Materials provided:

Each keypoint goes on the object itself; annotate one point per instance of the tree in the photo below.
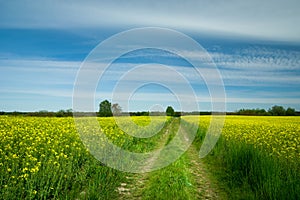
(105, 109)
(116, 109)
(170, 111)
(277, 111)
(290, 112)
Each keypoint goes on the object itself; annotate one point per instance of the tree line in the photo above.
(274, 111)
(107, 109)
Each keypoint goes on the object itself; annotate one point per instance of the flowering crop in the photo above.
(42, 157)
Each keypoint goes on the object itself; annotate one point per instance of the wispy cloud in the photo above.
(264, 19)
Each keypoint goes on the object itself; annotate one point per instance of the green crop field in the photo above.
(255, 158)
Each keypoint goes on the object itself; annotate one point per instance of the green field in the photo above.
(255, 158)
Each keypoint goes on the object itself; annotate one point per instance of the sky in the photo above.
(255, 45)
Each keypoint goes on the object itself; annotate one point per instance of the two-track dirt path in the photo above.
(204, 186)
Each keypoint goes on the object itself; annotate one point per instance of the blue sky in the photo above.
(255, 45)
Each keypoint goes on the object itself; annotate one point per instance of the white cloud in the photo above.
(266, 19)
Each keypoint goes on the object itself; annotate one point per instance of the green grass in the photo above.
(173, 181)
(252, 173)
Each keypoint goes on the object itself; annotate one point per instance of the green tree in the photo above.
(105, 109)
(277, 111)
(170, 111)
(290, 112)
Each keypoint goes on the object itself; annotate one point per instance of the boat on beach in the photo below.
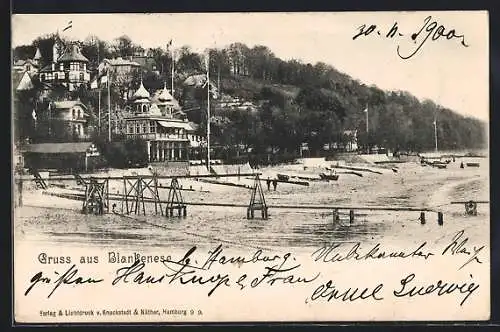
(331, 176)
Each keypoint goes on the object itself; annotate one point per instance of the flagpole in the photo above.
(99, 92)
(435, 132)
(109, 106)
(367, 123)
(208, 111)
(173, 69)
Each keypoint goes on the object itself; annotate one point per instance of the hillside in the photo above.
(262, 103)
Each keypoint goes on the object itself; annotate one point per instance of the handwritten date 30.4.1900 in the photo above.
(430, 28)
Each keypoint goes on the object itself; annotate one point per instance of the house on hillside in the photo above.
(79, 156)
(30, 65)
(22, 81)
(146, 61)
(166, 136)
(69, 68)
(350, 138)
(64, 121)
(118, 66)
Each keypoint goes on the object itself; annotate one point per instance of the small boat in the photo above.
(328, 177)
(440, 166)
(283, 177)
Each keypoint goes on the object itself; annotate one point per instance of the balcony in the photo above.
(159, 137)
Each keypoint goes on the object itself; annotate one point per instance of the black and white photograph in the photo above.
(250, 167)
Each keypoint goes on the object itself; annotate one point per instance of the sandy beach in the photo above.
(50, 219)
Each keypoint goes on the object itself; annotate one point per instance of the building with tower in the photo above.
(153, 120)
(68, 67)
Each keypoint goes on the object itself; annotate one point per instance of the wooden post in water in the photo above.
(175, 201)
(422, 218)
(336, 217)
(257, 201)
(440, 218)
(20, 191)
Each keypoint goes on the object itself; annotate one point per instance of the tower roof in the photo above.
(141, 93)
(165, 95)
(38, 55)
(73, 54)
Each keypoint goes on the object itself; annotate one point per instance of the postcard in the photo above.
(244, 167)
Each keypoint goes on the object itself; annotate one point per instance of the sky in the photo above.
(443, 70)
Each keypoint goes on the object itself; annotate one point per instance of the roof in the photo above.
(16, 78)
(38, 55)
(175, 124)
(165, 95)
(79, 147)
(47, 68)
(72, 54)
(68, 104)
(121, 62)
(154, 110)
(19, 63)
(141, 93)
(25, 83)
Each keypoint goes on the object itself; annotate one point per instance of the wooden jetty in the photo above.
(360, 169)
(470, 206)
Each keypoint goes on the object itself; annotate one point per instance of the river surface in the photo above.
(47, 219)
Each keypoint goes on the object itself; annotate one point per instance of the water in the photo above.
(413, 186)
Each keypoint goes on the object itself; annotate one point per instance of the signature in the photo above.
(329, 254)
(458, 247)
(69, 277)
(430, 29)
(439, 288)
(185, 272)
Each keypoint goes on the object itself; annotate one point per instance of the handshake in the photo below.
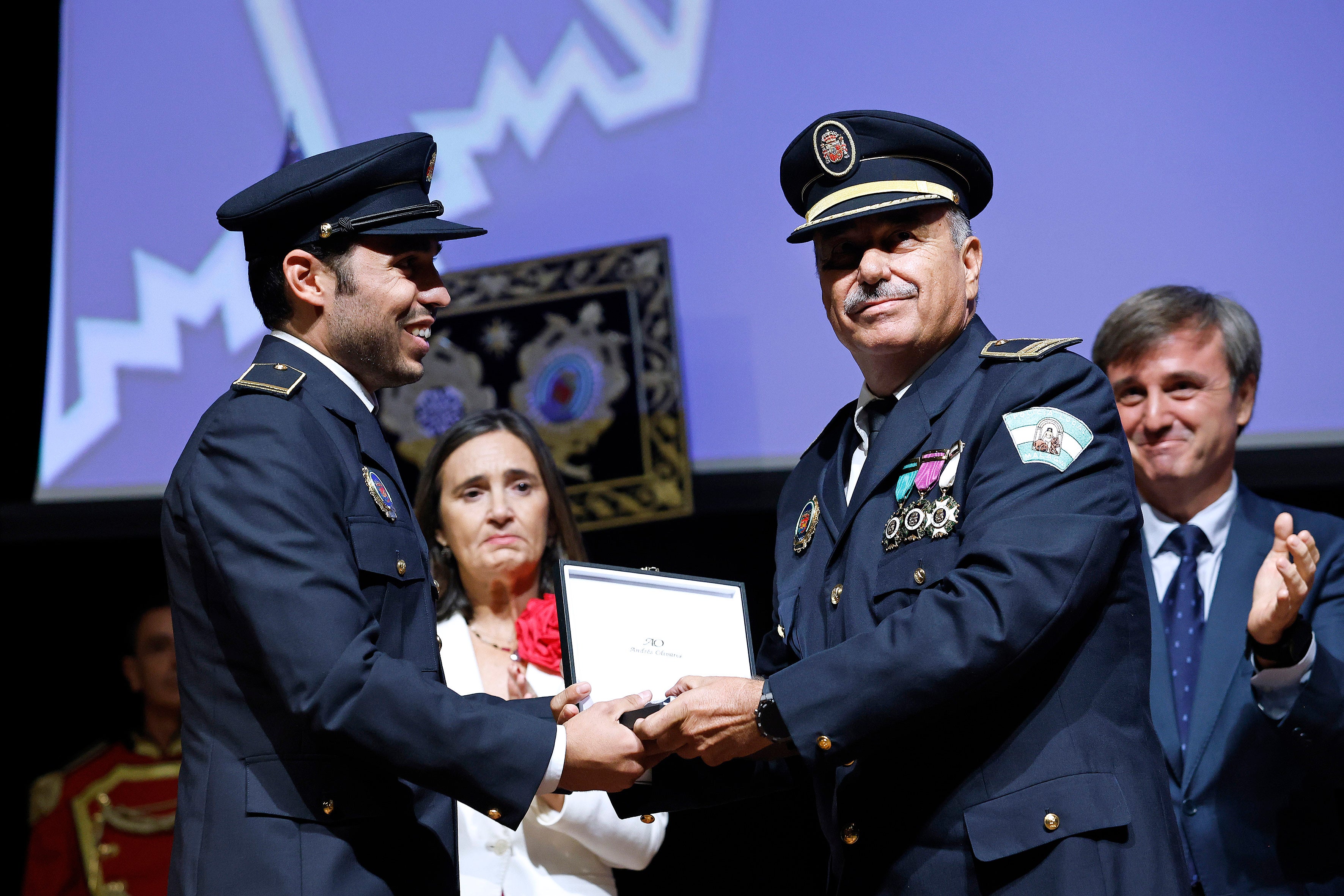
(713, 719)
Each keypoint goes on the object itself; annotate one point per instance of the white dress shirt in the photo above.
(572, 851)
(1276, 690)
(861, 424)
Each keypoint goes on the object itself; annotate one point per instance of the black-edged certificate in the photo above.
(631, 630)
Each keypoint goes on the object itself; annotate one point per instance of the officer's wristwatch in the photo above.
(769, 720)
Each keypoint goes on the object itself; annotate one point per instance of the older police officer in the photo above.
(322, 750)
(962, 621)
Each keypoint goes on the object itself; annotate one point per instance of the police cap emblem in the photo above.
(835, 148)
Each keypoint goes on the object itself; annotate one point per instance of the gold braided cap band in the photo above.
(925, 190)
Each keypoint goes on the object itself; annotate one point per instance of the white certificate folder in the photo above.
(631, 630)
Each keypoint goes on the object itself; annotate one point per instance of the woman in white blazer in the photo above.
(494, 509)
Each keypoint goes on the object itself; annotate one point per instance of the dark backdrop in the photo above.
(77, 574)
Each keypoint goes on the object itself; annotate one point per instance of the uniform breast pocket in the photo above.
(393, 577)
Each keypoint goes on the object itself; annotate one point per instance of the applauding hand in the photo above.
(1283, 582)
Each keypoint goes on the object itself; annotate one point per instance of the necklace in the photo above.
(511, 652)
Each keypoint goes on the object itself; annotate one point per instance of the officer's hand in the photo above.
(565, 706)
(603, 754)
(1283, 582)
(712, 718)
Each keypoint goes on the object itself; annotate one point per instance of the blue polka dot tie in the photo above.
(1183, 615)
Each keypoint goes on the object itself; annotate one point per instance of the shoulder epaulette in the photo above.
(45, 794)
(1026, 350)
(274, 379)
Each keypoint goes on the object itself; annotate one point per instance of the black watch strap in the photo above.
(1291, 648)
(769, 719)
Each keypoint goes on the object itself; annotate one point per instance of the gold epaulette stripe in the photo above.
(270, 387)
(1034, 350)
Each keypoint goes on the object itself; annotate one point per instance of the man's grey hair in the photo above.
(1144, 320)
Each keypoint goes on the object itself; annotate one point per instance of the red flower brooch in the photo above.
(539, 635)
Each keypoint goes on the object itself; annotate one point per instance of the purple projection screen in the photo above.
(1132, 144)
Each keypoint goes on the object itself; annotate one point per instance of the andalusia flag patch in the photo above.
(1047, 436)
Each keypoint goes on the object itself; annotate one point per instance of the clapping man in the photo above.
(1248, 606)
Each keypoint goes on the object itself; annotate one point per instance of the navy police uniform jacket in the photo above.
(322, 750)
(971, 710)
(1260, 801)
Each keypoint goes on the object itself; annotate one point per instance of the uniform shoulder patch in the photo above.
(1047, 436)
(274, 379)
(1026, 350)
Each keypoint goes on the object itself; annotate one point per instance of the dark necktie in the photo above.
(878, 410)
(1183, 615)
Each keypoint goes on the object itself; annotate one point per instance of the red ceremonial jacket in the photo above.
(104, 824)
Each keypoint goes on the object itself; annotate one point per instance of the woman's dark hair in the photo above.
(564, 542)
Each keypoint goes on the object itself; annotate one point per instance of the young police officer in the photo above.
(962, 644)
(322, 750)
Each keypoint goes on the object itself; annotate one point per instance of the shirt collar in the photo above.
(1215, 520)
(342, 374)
(868, 395)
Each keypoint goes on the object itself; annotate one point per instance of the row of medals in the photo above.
(917, 516)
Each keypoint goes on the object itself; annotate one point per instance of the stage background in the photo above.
(1218, 124)
(1135, 144)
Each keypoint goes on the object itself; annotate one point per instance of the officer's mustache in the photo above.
(862, 295)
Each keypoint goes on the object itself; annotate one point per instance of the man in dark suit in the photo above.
(1248, 637)
(322, 750)
(953, 647)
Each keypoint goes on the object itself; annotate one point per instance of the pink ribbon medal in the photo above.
(931, 467)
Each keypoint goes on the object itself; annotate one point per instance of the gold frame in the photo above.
(643, 269)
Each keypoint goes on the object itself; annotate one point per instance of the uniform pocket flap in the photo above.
(1045, 813)
(321, 789)
(386, 550)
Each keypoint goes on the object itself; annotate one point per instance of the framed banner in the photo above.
(585, 347)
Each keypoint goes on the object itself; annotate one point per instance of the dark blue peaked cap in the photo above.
(379, 187)
(851, 164)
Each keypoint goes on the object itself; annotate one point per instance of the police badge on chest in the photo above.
(918, 516)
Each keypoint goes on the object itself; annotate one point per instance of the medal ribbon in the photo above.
(931, 465)
(908, 479)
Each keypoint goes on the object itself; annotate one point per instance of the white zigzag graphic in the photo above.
(166, 297)
(670, 61)
(667, 77)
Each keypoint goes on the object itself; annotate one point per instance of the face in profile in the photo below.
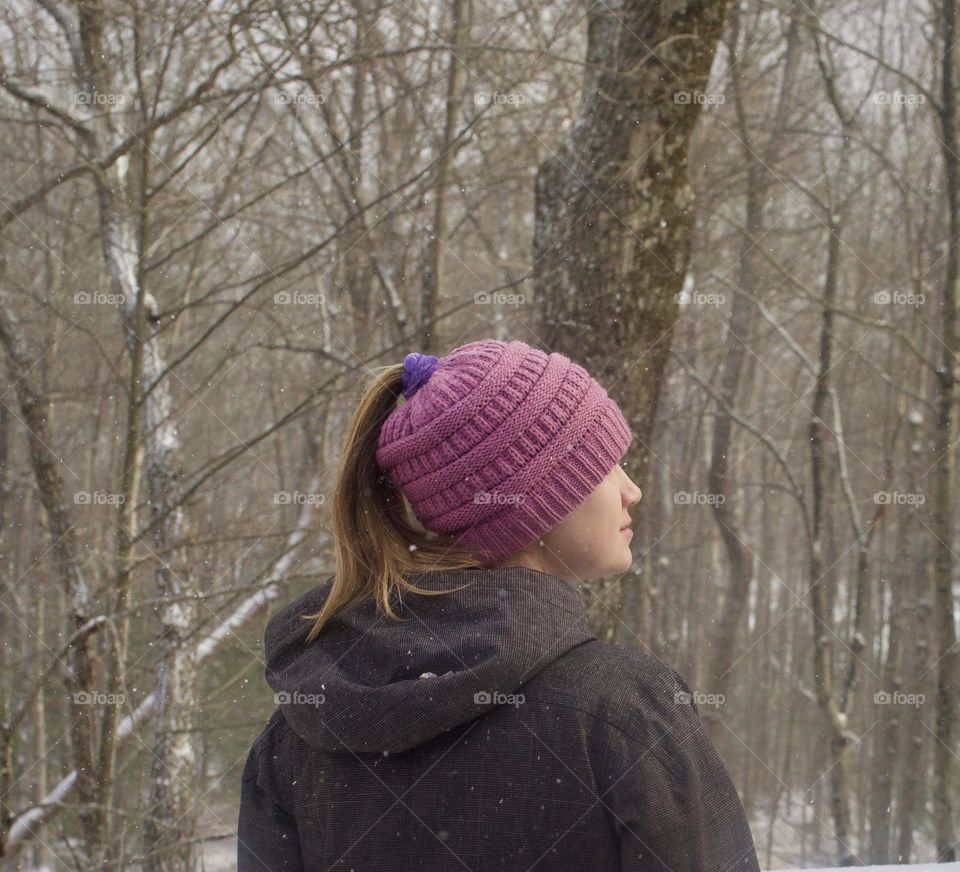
(589, 542)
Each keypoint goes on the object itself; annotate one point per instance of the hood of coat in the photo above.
(369, 684)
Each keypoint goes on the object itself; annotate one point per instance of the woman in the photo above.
(443, 704)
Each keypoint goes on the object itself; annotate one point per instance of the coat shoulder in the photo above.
(625, 688)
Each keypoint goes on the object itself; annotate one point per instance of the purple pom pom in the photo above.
(417, 368)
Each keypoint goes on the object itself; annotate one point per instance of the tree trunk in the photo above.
(944, 472)
(614, 208)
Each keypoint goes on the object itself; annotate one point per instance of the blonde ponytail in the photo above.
(377, 539)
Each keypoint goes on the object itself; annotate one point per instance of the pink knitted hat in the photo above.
(497, 442)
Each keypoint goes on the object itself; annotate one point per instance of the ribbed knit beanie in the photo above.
(497, 441)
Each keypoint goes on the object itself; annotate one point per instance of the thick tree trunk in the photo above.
(432, 284)
(34, 411)
(944, 472)
(614, 208)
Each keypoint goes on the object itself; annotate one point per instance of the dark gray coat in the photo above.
(490, 731)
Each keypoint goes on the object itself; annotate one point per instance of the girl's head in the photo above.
(498, 454)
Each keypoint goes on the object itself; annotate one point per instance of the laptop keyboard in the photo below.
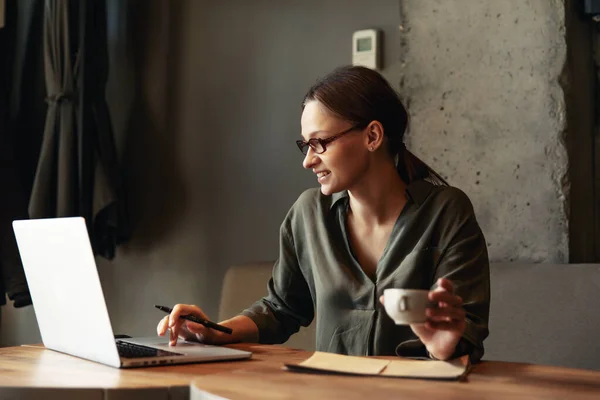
(131, 350)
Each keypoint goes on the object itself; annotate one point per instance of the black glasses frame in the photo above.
(318, 143)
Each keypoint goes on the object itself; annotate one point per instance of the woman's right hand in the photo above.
(183, 329)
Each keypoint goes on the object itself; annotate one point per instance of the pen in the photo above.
(205, 322)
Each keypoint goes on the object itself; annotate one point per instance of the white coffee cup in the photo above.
(407, 306)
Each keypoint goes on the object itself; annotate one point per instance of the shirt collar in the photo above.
(417, 191)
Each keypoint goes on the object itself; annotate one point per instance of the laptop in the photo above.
(69, 303)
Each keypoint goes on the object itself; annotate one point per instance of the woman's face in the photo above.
(345, 160)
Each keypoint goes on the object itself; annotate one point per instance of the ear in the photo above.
(375, 135)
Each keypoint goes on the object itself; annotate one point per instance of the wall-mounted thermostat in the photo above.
(365, 48)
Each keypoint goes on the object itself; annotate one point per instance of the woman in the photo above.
(381, 219)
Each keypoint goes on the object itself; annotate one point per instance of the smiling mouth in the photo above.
(323, 175)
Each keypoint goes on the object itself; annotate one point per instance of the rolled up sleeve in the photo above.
(288, 304)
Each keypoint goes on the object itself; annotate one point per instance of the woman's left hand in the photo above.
(445, 324)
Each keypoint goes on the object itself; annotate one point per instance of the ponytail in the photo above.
(411, 169)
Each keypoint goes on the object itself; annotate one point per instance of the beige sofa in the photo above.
(540, 313)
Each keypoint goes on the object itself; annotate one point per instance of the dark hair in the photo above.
(361, 95)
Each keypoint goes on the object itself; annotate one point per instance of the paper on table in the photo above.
(345, 364)
(397, 367)
(430, 369)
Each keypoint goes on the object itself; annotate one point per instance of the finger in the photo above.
(185, 309)
(195, 328)
(457, 326)
(176, 332)
(162, 326)
(445, 297)
(444, 284)
(445, 314)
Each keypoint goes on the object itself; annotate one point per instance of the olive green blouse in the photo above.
(317, 276)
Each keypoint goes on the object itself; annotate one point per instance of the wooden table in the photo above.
(34, 372)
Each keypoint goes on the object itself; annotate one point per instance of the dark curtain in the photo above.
(77, 172)
(13, 197)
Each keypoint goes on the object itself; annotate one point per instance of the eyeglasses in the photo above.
(320, 145)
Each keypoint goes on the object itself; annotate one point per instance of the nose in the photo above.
(310, 159)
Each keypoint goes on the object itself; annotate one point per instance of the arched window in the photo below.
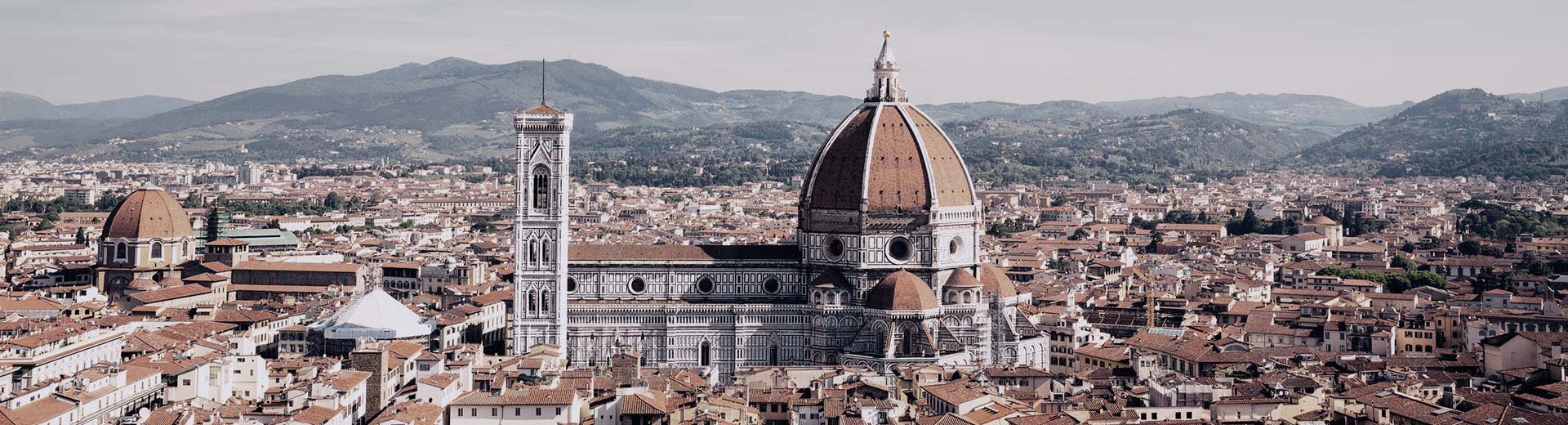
(541, 187)
(705, 353)
(905, 342)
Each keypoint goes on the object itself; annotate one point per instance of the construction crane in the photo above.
(1148, 297)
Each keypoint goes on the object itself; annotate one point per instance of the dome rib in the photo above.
(148, 213)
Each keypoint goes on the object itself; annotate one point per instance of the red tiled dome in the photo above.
(886, 155)
(961, 278)
(996, 281)
(902, 290)
(148, 213)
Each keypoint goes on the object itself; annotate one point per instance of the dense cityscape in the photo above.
(1090, 267)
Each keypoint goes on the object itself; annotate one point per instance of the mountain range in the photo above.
(16, 105)
(453, 109)
(1462, 132)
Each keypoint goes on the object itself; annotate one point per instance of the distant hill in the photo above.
(452, 110)
(1462, 132)
(1142, 148)
(1308, 112)
(439, 95)
(1547, 95)
(16, 105)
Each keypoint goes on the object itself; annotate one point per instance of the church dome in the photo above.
(376, 315)
(961, 278)
(902, 290)
(148, 212)
(888, 155)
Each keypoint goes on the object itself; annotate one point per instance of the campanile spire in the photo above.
(884, 74)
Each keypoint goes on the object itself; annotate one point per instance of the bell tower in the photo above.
(540, 230)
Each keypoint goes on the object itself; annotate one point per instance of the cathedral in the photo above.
(884, 270)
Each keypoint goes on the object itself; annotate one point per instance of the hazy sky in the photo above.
(1366, 52)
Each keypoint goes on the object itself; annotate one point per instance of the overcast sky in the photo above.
(1366, 52)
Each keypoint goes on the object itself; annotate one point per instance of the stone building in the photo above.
(884, 270)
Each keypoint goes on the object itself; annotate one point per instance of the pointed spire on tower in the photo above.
(543, 107)
(884, 73)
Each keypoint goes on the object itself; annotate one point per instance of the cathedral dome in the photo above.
(961, 278)
(148, 212)
(888, 155)
(996, 281)
(902, 290)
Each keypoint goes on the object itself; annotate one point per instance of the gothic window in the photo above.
(905, 342)
(899, 250)
(541, 187)
(705, 353)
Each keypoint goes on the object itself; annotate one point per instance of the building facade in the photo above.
(884, 270)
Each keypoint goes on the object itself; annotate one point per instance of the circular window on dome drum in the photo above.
(899, 250)
(835, 248)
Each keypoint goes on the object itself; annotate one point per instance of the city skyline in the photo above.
(1026, 54)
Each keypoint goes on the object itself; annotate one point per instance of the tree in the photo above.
(1333, 213)
(1537, 269)
(194, 201)
(1404, 262)
(107, 203)
(1470, 248)
(1247, 225)
(333, 201)
(1423, 278)
(1397, 284)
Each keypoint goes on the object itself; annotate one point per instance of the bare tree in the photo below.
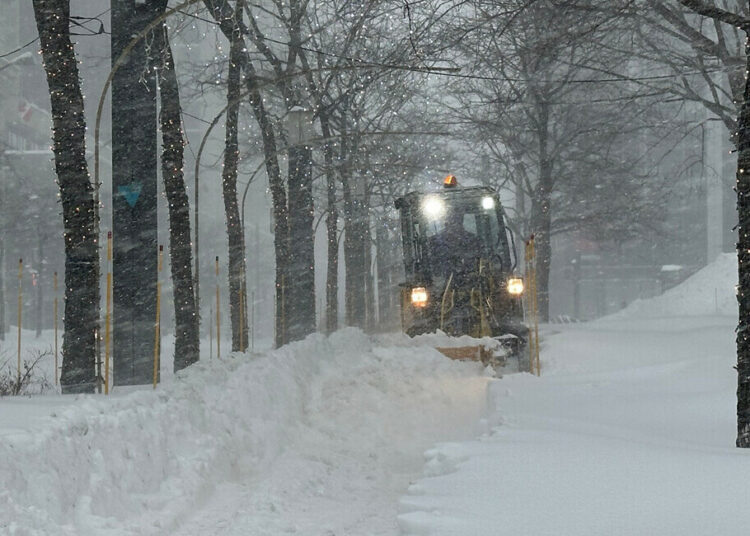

What is required: Show every line of the items above that contains the word "cloud", treating uppercase and lowercase letters as distinct.

Answer for the task:
Each keypoint goes on the object itself; annotate one point per instance of the wispy cloud in the photo above.
Each keypoint goes on the object itself; annotate one point per instance of the white cloud in the photo above.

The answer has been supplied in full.